Data records:
◆ ◆ ◆ ◆

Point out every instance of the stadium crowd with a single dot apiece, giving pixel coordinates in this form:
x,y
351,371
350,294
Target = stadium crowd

◆ ◆ ◆ ◆

Task statement:
Copy out the data above line for line, with nothing changed.

Written response:
Point out every instance of the stadium crowd with a single dot apiece, giving pixel coordinates in this form:
x,y
351,371
350,294
Target = stadium crowd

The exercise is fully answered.